#### CONSIGNE A
Présentez les lignes des enregistrements en tableau Markdown, sans les lignes vides, avec une colonne « n » pour le numéro de rang et une colonne « Ligne » pour le texte. Ne reprenez pas les images dans la réponse.

#### EXTRAIT DU DOCUMENT
------

Parmi les pays arabes, c’est la Syrie qui fait rêver les Turcs. Sur les campus, des professeurs évoquent leur voyage à Damas. Si l’on considère les anciennes et mauvaises relations entre les deux pays — avec le soutien syrien au Parti des travailleurs du Kurdistan (PKK) dans les années 1980, les revendications de Damas sur le Hatay (autrefois le sandjak d’Alexandrette) ou encore la question du partage de l’eau —, l’évolution actuelle tient un peu du miracle.
Un ajustement naturel aux réalités de l’après-guerre froide
Concernant Bagdad, l’intérêt des relations économiques et sociales comme les efforts de la Turquie pour obtenir que les groupes sunnites s’assoient à la table des négociations font qu’un calme relatif règne à la frontière turco-irakienne — et un trait a bien été tiré sur l’offensive turque menée en 2007 contre les rebelles du PKK dans le nord de l’Irak. En Afrique également, les relations prospèrent, notamment avec la Libye et le Soudan. Néanmoins, le premier ministre a récemment commis une « gaffe » vis-à-vis de ce dernier pays : il y a en effet déclaré, le 9 novembre 2009, que les crimes de guerre israéliens étaient pires que ceux pour lesquels le président Omar Al-Bachir avait été inculpé par la Cour pénale internationale . Enfin, la présence « non combattante » de mille sept cent cinquante soldats turcs en Afghanistan contribue à la bonne image d’Ankara dans la région.
Mais la Turquie ne regarde pas seulement vers le monde musulman : elle se projette aussi vers la Russie, la Serbie, la Géorgie et même l’Arménie. Deux protocoles ont été signés avec cette dernière, le 10 octobre 2009, pour établir des relations diplomatiques et ouvrir les frontières. Sur le dossier épineux de Chypre, enfin, l’espoir se fait jour que, avec le nouveau premier ministre grec Georges Papandréou, quelques progrès puissent être obtenus.
La nouvelle ligne diplomatique turque, ses ambitions à l’Est comme au Sud, reflètent-elles, ainsi que le suggère ici ou là la presse occidentale, la renaissance d’une « mission ottomane » ? Ce concept ne figure ni dans le vocabulaire, ni dans la réflexion des dirigeants et du peuple turcs. Pour M. Temel Iskit, ancien diplomate qui fut, dans les années 1980, le premier directeur général du ministère chargé des affaires européennes au sein du gouvernement turc, les accusations de « néo-ottomanisme » visent à faire croire « que la Turquie s’islamise et ne tient plus à rejoindre l’Europe ». Selon lui, elles sont injustifiées, et « proviennent de capitales qui rejettent l’intégration de la Turquie dans l’Union européenne, ainsi que de la presse américaine pro-israélienne ».

------

#### DONNÉES À TRAITER
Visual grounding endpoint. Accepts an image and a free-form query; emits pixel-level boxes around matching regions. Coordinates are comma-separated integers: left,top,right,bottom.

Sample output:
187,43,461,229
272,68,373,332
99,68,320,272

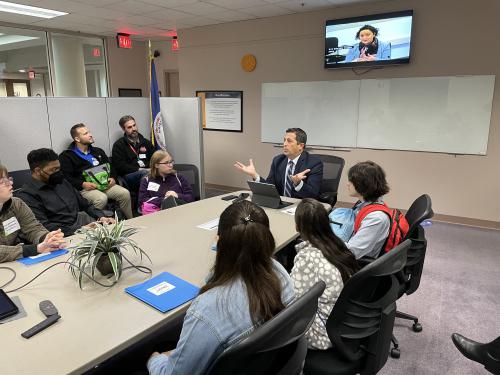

------

#### CONSIGNE B
Répondez à ces questions d'après l'extrait sur la diplomatie turque :
(i) À quelle date les deux protocoles avec l'Arménie ont-ils été signés ?
(ii) Combien de soldats turcs sont présents en Afghanistan ?
(iii) Quel était autrefois le nom du Hatay ?

#### RÉPONSE COMPLÈTE A
| n | Ligne |
|---|---|
| 1 | Visual grounding endpoint. Accepts an image and a free-form query; emits pixel-level boxes around matching regions. Coordinates are comma-separated integers: left,top,right,bottom. |
| 2 | Sample output: |
| 3 | 187,43,461,229 |
| 4 | 272,68,373,332 |
| 5 | 99,68,320,272 |

#### RÉPONSE COMPLÈTE B
(i) Le 10 octobre 2009.
(ii) Mille sept cent cinquante.
(iii) Le sandjak d'Alexandrette.